=== Problem to work on ===
Excluding pictures, give the entries again exactly as they appear.

▼

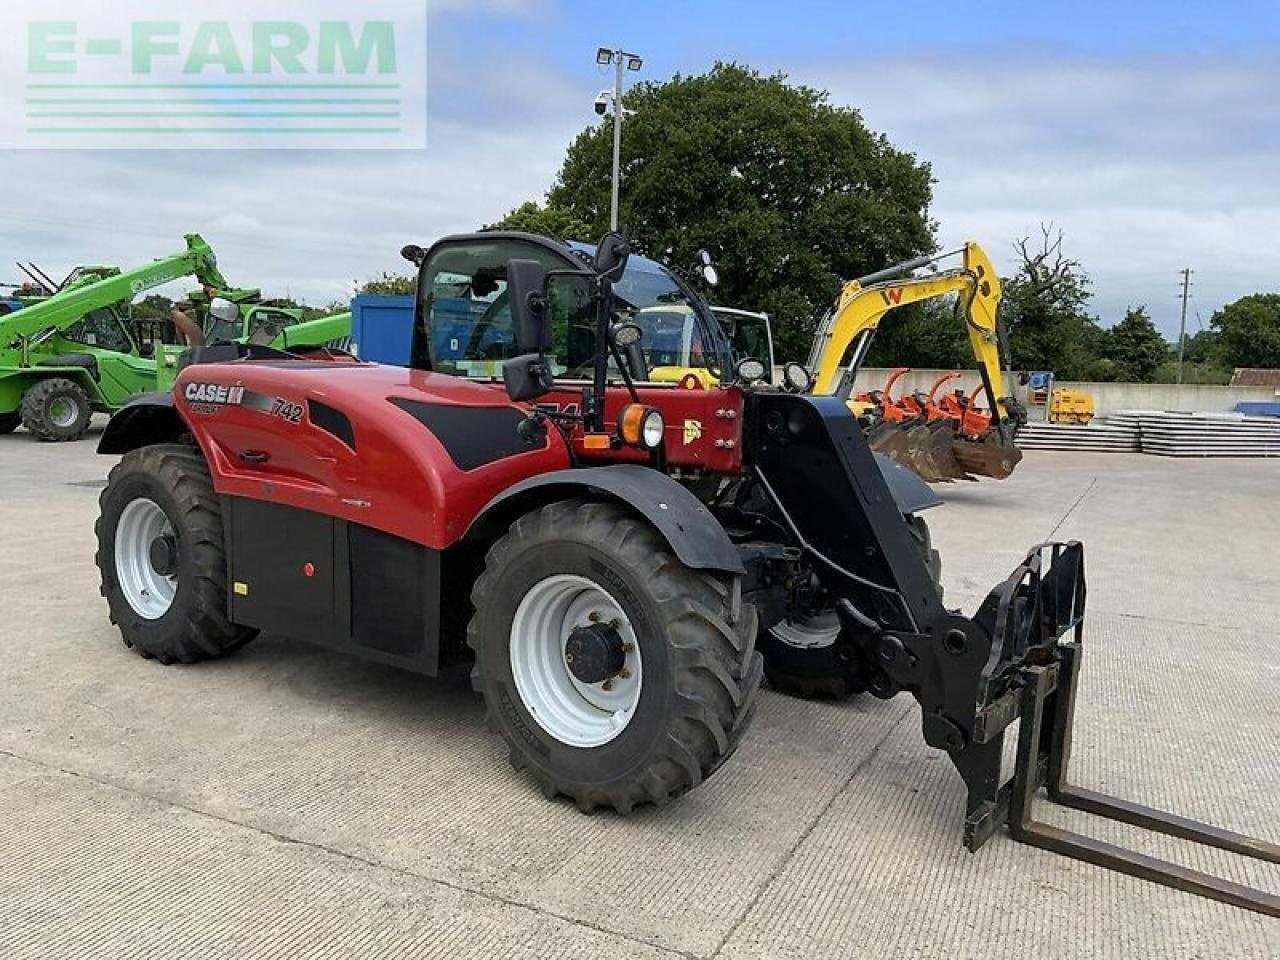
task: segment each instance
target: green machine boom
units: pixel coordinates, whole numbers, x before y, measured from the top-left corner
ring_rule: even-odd
[[[180,254],[133,270],[83,271],[52,296],[0,316],[0,434],[22,425],[42,440],[77,440],[93,413],[171,386],[186,347],[140,343],[119,307],[185,277],[200,283],[199,296],[237,304],[230,327],[209,318],[206,340],[346,346],[350,314],[303,322],[300,310],[250,302],[258,291],[231,289],[212,248],[197,234],[185,239]]]

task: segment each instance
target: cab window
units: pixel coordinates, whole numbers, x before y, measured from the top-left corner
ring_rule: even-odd
[[[550,250],[512,240],[468,242],[438,250],[423,268],[413,366],[482,380],[502,376],[503,362],[519,352],[507,296],[508,260],[536,260],[547,270],[570,268]],[[552,285],[552,354],[557,375],[570,374],[581,365],[582,358],[575,354],[584,349],[584,334],[594,342],[590,329],[571,322],[571,313],[583,312],[583,304],[571,292],[569,284]]]
[[[107,307],[86,314],[68,327],[63,337],[87,347],[100,347],[117,353],[133,352],[133,338],[125,330],[116,312]]]

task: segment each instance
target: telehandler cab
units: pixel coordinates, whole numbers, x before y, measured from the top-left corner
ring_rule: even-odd
[[[172,393],[112,418],[99,449],[123,457],[97,563],[128,646],[191,663],[266,631],[428,675],[470,662],[511,762],[585,811],[663,804],[711,776],[762,670],[802,693],[907,692],[966,785],[971,850],[1008,823],[1280,913],[1267,894],[1031,819],[1047,785],[1059,802],[1280,855],[1065,784],[1079,543],[1034,548],[972,617],[948,610],[924,483],[873,455],[840,399],[732,365],[697,293],[622,237],[590,258],[517,233],[405,253],[419,268],[410,369],[210,347]],[[698,318],[719,358],[712,389],[647,379],[630,318],[658,304]]]

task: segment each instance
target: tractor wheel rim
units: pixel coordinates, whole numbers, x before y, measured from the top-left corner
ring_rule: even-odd
[[[834,609],[823,610],[811,617],[782,620],[769,633],[789,647],[819,650],[831,646],[840,636],[840,617]]]
[[[54,397],[49,403],[49,421],[55,427],[69,427],[79,415],[76,403],[67,397]]]
[[[566,663],[569,635],[609,624],[623,642],[623,669],[584,683]],[[557,574],[529,588],[511,621],[511,675],[525,709],[543,730],[572,747],[599,747],[617,738],[640,704],[644,677],[640,644],[622,605],[586,577]]]
[[[116,524],[116,581],[129,606],[145,620],[168,613],[178,593],[177,576],[157,572],[151,562],[152,543],[173,536],[173,524],[153,500],[130,502]]]

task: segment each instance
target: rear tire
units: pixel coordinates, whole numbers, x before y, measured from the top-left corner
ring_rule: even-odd
[[[64,377],[40,380],[22,396],[22,425],[41,440],[79,440],[89,429],[89,395]]]
[[[94,560],[125,646],[166,665],[196,663],[256,636],[227,619],[222,515],[198,449],[126,453],[98,502]]]
[[[762,673],[755,608],[736,577],[684,566],[623,508],[566,500],[524,515],[471,596],[472,684],[512,765],[548,797],[629,813],[737,749]],[[608,686],[568,666],[569,632],[591,624],[621,641]]]
[[[22,424],[20,413],[0,413],[0,436],[13,433]]]
[[[942,557],[933,548],[933,538],[924,517],[909,515],[907,525],[921,559],[942,600]],[[803,700],[844,700],[862,693],[867,684],[854,639],[840,629],[834,611],[828,618],[837,629],[834,640],[815,646],[796,646],[783,640],[773,629],[760,635],[764,654],[764,674],[769,686]]]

▲

=== Expected answer ===
task: segment each instance
target: green machine boom
units: pixel coordinates, whole numbers, x before y, measured from the top-left corner
ring_rule: even-odd
[[[180,254],[133,270],[83,271],[52,296],[0,316],[0,434],[22,425],[42,440],[77,440],[93,413],[171,386],[186,347],[140,343],[119,307],[185,277],[200,283],[199,296],[237,304],[230,327],[209,318],[206,340],[346,346],[350,314],[303,322],[300,310],[250,302],[258,291],[231,289],[212,248],[197,234],[185,239]]]

task: segment each instance
target: cab window
units: pixel coordinates, whole numbers, x before y, measured from the top-left corner
ring_rule: even-odd
[[[550,250],[512,240],[468,242],[438,250],[423,268],[413,366],[482,380],[502,376],[503,362],[519,352],[507,296],[508,260],[536,260],[547,270],[570,268]],[[552,285],[552,354],[557,375],[570,374],[581,365],[582,358],[575,354],[584,349],[584,334],[594,342],[590,329],[571,322],[571,313],[583,312],[583,304],[571,292],[569,284]]]
[[[107,307],[86,314],[68,327],[63,337],[87,347],[100,347],[117,353],[133,352],[133,338],[125,330],[116,312]]]

task: segment each instance
target: telehandler cab
units: pixel coordinates, whole numbers, x before y, measured from the top-left corner
ring_rule: even-odd
[[[172,393],[112,418],[99,449],[123,457],[97,563],[128,646],[191,663],[266,631],[428,675],[470,662],[511,762],[585,811],[663,804],[711,776],[762,670],[802,693],[907,692],[966,785],[971,850],[1008,823],[1280,913],[1267,894],[1031,819],[1047,785],[1059,802],[1280,855],[1065,784],[1079,543],[1034,548],[972,617],[948,610],[924,483],[873,455],[840,399],[732,365],[697,293],[622,237],[590,258],[517,233],[405,253],[419,268],[410,369],[210,347]],[[698,318],[719,358],[712,389],[647,379],[630,318],[658,304]]]

task: segment each instance
target: tractor wheel rim
units: pixel coordinates, whole numbers, x before y, measured from the top-left corner
ring_rule: even-odd
[[[834,609],[823,610],[811,617],[782,620],[769,633],[789,647],[819,650],[831,646],[840,636],[840,617]]]
[[[54,397],[49,403],[49,421],[55,427],[69,427],[79,415],[76,403],[67,397]]]
[[[566,663],[569,635],[609,624],[623,642],[623,669],[584,683]],[[557,574],[529,588],[511,621],[511,675],[525,709],[543,730],[572,747],[599,747],[617,738],[640,704],[644,677],[640,644],[622,605],[586,577]]]
[[[116,524],[116,581],[129,606],[145,620],[168,613],[178,593],[177,576],[157,572],[151,562],[152,543],[173,536],[173,524],[153,500],[130,502]]]

task: segment each instance
target: rear tire
units: pixel coordinates, whole numbers, x before y, measured from the top-left corner
ring_rule: even-odd
[[[64,377],[40,380],[22,396],[22,425],[41,440],[79,440],[89,429],[89,395]]]
[[[94,560],[125,646],[166,665],[196,663],[256,636],[227,619],[222,515],[198,449],[126,453],[98,502]]]
[[[762,673],[755,608],[736,577],[684,566],[623,508],[566,500],[524,515],[471,596],[472,684],[512,765],[548,797],[629,813],[737,749]],[[608,686],[568,666],[569,632],[591,624],[621,641]]]
[[[22,424],[20,413],[0,413],[0,436],[13,433]]]
[[[942,557],[933,548],[933,538],[924,517],[909,515],[907,525],[921,559],[942,600]],[[803,700],[844,700],[862,693],[867,684],[854,639],[840,629],[834,611],[828,618],[837,629],[834,640],[815,646],[796,646],[783,640],[773,629],[760,635],[764,654],[764,674],[769,686]]]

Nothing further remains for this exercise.